# TEXTAUSZUG
Die moldawische Präsidentin Maia Sandu
Reuters/Vladislav Culiomza
Die moldawische Präsidentin Maia Sandu will das Land in die EU führen

USA: Verbindungen zu russischem Geheimdienst

Vergangene Woche gab der Sprecher des Nationalen Sicherheitsrats des Weißen Hauses, John Kirby, unter Berufung auf Geheimdienstinformationen bekannt, dass Akteure versuchten, Proteste in Moldawien zu inszenieren und als Grundlage für einen Aufstand gegen die prowestliche Regierung des Landes zu nutzen. Einige dieser Akteure hätten Verbindungen zum russischen Geheimdienst.

Falsch sei auch die von Russland verbreitete Information, dass die Ukraine eine Invasion der abtrünnigen Region Transnistriens plane. Das sei falsch, betonte Kirby und würde „unbegründeten Alarm auslösen“. Die moldawische Regierung sieht keine „unmittelbare militärische Gefahr“ von Russland, sieht aber andere Risiken für die Sicherheit des Landes etwa durch „hybride Kriegsführung“. Russland erzeuge „Desinformation, Spannungen innerhalb unserer Gesellschaft“, sagte der moldawische Verteidigungsminister Anatolie Nosatii am Montag.

Hohe Abhängigkeit von Russland

Seit Wochen gehen Tausende Menschen vor allem in der moldawischen Hauptstadt Chisinau auf die Straße. Sie fordern die Absetzung der proeuropäischen Regierung und Unterstützung bei den immens gestiegenen Energiekosten. Das schon vor dem Ukraine-Krieg als Armenhaus Europas bezeichnete Land kämpft mit den Auswirkungen der russischen Invasion im Nachbarland. Denn Moldawien ist wirtschaftlich, etwa beim Gas, und geopolitisch, bei der ungelösten Transnistrien-Frage, abhängig von Russland.

Demonstration der Opposition in Moldawien
IMAGO/TASS/Veniamin Demidetsky
Einige Teilnehmende der prorussischen Proteste sollen dafür entlohnt worden sein

Die Energiepreise explodierten im Zuge des Kriegs, da die Lieferungen aus Russland zu einem Großteil gekappt wurden. Stromausfälle gehören inzwischen zum Alltag, denn auch die Ukraine musste Energielieferungen ins Ausland einstellen, die Unterstützung aus Rumänien reichte nicht immer aus.

# DATENZEILEN
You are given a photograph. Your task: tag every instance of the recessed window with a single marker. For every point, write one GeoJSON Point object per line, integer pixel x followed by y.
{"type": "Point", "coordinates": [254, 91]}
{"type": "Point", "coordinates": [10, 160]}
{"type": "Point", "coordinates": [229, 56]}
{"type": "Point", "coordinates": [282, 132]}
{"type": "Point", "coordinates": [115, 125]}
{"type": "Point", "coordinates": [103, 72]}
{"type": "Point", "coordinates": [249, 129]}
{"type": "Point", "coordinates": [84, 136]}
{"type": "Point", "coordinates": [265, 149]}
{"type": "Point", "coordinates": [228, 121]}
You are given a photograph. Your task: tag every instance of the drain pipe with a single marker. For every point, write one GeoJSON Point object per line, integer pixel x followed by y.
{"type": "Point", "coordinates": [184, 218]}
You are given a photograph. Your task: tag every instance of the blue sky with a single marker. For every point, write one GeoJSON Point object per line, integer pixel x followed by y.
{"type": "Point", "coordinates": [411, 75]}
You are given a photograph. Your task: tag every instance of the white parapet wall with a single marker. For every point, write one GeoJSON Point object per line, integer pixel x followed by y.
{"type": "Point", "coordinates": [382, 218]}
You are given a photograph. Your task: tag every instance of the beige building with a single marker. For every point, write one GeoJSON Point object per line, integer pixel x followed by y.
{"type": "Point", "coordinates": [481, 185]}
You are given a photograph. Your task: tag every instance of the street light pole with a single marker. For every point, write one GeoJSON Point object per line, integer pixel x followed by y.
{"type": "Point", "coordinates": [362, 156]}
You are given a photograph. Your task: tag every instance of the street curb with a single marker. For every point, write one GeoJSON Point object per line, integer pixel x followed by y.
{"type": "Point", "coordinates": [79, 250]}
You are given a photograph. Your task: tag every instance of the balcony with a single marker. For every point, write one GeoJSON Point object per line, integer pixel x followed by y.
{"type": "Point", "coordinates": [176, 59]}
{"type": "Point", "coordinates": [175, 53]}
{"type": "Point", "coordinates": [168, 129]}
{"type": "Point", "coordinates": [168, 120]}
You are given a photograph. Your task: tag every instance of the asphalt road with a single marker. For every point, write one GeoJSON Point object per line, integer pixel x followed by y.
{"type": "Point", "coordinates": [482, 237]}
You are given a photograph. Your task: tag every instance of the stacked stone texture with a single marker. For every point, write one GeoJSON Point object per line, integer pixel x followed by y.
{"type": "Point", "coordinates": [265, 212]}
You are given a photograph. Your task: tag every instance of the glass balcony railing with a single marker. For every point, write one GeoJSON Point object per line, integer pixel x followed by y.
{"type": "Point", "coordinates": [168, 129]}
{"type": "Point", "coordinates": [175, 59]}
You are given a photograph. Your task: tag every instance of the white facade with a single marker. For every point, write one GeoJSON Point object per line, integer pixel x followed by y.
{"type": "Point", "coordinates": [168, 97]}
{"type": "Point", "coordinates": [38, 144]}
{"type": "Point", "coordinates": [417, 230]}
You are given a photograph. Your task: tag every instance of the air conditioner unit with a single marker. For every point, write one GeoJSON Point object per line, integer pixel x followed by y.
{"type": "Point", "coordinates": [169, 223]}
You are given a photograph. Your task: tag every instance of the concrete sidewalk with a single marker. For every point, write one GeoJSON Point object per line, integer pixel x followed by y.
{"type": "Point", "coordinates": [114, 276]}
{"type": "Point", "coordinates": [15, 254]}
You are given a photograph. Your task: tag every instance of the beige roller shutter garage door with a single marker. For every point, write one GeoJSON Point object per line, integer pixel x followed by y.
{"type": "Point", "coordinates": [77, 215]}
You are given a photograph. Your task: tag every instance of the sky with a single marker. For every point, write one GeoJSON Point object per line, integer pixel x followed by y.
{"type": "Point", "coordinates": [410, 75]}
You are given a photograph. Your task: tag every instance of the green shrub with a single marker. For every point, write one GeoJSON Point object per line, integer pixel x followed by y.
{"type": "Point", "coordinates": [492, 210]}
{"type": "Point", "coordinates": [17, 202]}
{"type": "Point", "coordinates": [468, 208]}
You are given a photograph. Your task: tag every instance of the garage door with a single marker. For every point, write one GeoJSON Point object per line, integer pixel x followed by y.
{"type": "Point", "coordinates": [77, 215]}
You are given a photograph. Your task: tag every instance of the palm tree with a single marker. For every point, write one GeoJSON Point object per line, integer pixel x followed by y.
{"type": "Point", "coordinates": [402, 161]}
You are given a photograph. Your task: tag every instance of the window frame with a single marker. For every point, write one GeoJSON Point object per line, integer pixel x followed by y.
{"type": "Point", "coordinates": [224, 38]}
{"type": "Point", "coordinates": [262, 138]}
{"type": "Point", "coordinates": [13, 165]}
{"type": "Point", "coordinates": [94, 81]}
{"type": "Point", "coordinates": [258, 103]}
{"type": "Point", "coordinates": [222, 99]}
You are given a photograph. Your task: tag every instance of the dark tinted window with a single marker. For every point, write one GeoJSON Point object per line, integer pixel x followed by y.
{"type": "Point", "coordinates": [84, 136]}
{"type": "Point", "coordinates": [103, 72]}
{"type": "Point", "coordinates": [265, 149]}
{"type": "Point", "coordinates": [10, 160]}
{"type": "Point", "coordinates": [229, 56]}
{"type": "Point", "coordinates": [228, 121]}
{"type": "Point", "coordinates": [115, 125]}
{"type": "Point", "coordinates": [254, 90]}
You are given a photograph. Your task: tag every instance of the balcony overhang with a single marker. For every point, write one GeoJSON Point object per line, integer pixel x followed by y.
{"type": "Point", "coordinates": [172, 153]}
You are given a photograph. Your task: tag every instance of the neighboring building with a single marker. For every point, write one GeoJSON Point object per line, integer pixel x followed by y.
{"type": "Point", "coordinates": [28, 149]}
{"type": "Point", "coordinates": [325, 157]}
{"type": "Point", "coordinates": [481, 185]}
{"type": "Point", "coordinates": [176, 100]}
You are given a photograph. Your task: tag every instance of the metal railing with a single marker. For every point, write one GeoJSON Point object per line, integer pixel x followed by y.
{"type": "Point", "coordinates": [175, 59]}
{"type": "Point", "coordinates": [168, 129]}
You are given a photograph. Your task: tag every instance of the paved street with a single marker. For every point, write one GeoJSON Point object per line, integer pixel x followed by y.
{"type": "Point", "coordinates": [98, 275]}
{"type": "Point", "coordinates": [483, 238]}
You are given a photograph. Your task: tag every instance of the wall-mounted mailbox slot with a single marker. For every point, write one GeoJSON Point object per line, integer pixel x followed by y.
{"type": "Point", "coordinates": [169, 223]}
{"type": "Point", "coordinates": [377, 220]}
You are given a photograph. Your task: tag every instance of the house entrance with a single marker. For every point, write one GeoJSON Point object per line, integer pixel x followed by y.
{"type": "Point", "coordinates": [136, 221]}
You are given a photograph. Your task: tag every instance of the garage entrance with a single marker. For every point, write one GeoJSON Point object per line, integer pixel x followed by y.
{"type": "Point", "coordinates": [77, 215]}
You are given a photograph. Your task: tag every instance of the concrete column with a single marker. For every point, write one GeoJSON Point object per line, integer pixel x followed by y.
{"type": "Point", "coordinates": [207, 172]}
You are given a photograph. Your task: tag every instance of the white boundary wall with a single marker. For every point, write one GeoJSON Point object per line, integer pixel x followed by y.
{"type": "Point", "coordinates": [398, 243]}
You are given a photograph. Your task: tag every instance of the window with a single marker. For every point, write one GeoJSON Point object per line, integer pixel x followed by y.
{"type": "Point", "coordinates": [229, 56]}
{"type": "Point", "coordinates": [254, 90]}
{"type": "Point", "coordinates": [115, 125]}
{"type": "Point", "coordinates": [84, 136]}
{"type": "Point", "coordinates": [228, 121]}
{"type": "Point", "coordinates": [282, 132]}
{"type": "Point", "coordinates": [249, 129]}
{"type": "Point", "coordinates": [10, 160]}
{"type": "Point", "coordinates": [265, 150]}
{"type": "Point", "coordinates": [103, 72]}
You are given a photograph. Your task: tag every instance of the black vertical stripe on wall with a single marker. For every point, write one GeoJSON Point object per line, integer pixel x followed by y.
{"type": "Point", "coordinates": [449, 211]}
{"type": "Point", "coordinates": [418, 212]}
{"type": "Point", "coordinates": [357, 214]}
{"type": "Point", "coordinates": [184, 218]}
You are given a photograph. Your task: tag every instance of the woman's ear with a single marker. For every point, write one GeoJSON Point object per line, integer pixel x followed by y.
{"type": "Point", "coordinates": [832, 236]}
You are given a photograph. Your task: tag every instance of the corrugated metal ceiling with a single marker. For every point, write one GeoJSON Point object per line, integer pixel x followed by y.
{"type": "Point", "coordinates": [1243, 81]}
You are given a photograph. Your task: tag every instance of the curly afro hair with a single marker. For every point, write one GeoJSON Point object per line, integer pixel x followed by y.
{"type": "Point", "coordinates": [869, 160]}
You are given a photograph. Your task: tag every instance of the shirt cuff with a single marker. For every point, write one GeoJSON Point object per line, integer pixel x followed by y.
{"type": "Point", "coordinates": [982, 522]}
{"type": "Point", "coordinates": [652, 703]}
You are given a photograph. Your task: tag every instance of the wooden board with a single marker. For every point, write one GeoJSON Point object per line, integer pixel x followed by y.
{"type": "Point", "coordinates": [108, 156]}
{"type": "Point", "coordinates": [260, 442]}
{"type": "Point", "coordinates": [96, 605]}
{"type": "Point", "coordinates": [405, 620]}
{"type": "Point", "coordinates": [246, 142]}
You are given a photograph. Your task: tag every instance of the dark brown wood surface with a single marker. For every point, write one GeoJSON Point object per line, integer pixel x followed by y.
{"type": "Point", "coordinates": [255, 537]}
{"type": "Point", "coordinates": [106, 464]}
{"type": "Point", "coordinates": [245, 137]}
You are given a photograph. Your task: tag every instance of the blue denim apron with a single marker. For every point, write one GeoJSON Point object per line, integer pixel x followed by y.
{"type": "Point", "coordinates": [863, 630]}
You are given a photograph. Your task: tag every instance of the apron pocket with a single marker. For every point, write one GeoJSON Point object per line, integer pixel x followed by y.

# ARBEITSAUFTRAG A
Nenne nur die Anzahl der Zeilen, in denen das Wort „entrance“ vorkommt.
# ARBEITSAUFTRAG B
Setze den Text über Moldawien nach seinem letzten Satz fort.
Die Zeilen stehen in keinem Zusammenhang mit dem Text über Moldawien.

# ANTWORT A
2

# ANTWORT B
Honorar für Protestteilnahme

Der Oligarch Shor spielt mit der Unzufriedenheit der Menschen durch die wirtschaftliche Krise und nimmt eine wesentliche Rolle bei den Protesten ein. Er gilt als Finanzier der Demonstrationen. Erst vor wenigen Wochen wurde bekannt, dass Shor mit mehreren Anzeigen auf Facebook zu Protesten aufrief, obwohl er wegen Vertretung russischer Interessen auf der US-Sanktionsliste steht. Zwar wurden die Postings von Meta nach einiger Zeit entfernt, allerdings wurden die Einträge zuvor millionenfach gesehen.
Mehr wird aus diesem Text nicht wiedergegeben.